O’Donoghue said Austin was cooperative in Affholder’s attempts to get paid an extra $3.2 million over its original $21 million contract price, for the delays and extra equipment needed. But wrangling with the airport on the issue dragged on. Finally, Affholder sued Austin Commercial (since the airport, like other public entities, is protected from most lawsuits), and Austin brought the airport in as a third party.
“Unfortunately, DFW did not honor its promise to mediate and in fact took the opposite tack by effectively cutting off communications” with Affholder, Rooney said. “There is absolutely no reason that it should have taken 10 months after [Affholder] filed suit for DFW’s management to recommend that the board agree to begin mediation,” he wrote in the February 2006 letter to the airport board. He said airport staffers finally offered to recommend the board authorize remediation at its meeting last month. But he said the offer “is simply too little, too late.”
The airport has declined comment on the case, except to say Affholder broke off communications — more than two years after its work was finished on Terminal D.

### Given task 1
Duplicate the airport dispute passage starting at "The airport has" and ending at "on Terminal D.".
The airport dispute passage and the listing have nothing to do with each other.

### Location annotation dataset excerpts
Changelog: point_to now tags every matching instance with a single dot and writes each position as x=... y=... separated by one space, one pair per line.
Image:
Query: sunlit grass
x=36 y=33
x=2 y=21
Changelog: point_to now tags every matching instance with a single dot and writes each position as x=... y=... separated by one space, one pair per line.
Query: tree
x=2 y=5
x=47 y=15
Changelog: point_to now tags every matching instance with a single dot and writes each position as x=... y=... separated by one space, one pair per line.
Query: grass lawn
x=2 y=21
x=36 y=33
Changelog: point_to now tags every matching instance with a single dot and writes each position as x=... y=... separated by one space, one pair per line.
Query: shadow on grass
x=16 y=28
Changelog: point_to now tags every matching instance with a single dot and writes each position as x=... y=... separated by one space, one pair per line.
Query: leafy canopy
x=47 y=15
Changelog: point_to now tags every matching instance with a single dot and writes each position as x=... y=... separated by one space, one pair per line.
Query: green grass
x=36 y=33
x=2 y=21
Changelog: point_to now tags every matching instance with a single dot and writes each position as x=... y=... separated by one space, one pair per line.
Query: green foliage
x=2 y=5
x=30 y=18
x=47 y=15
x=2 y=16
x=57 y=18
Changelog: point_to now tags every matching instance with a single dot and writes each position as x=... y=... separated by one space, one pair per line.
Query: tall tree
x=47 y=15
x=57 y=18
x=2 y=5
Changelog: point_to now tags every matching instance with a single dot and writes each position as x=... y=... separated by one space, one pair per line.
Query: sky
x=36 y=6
* * *
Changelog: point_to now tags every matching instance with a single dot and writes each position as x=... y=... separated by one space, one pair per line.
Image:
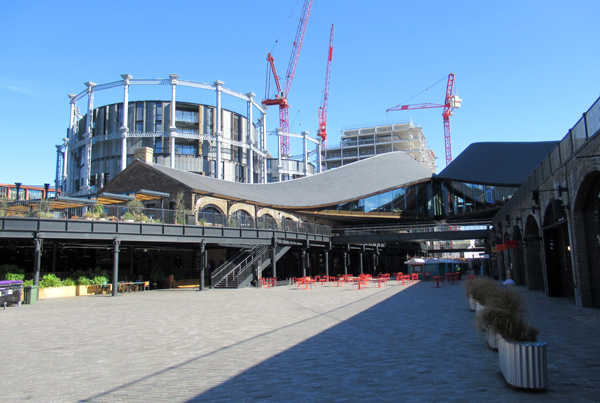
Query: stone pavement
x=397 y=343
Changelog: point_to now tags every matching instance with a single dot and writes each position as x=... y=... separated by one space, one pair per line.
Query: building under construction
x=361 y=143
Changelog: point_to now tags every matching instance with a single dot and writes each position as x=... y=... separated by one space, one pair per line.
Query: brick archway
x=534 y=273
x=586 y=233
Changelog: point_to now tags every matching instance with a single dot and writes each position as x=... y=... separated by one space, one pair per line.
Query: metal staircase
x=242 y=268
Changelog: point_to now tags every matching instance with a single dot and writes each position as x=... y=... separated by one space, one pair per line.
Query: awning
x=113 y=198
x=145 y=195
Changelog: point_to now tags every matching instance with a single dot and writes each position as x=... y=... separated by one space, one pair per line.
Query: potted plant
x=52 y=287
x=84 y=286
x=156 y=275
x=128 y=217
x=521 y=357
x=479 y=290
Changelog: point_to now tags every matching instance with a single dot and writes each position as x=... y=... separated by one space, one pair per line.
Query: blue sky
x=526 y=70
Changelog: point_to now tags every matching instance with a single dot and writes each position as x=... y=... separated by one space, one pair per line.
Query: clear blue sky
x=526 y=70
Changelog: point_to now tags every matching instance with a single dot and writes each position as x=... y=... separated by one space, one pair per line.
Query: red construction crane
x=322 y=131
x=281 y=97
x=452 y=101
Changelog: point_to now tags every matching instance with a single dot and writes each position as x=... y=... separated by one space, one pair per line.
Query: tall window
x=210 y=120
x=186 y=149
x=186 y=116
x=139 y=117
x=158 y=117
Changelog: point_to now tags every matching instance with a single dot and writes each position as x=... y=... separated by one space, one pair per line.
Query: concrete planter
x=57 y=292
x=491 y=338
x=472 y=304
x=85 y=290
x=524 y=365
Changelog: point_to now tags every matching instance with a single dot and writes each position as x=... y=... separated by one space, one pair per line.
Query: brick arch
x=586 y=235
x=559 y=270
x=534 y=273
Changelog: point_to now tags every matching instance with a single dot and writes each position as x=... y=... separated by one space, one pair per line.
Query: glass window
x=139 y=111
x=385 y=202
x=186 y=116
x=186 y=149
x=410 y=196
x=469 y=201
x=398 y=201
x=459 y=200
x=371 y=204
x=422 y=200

### Given task 2
Gather every line of the listing that contains the string "construction". Case counts.

### Expected answer 1
The airport has declined comment on the case, except to say Affholder broke off communications — more than two years after its work was finished on Terminal D.

### Expected answer 2
Query: building under construction
Query: red construction crane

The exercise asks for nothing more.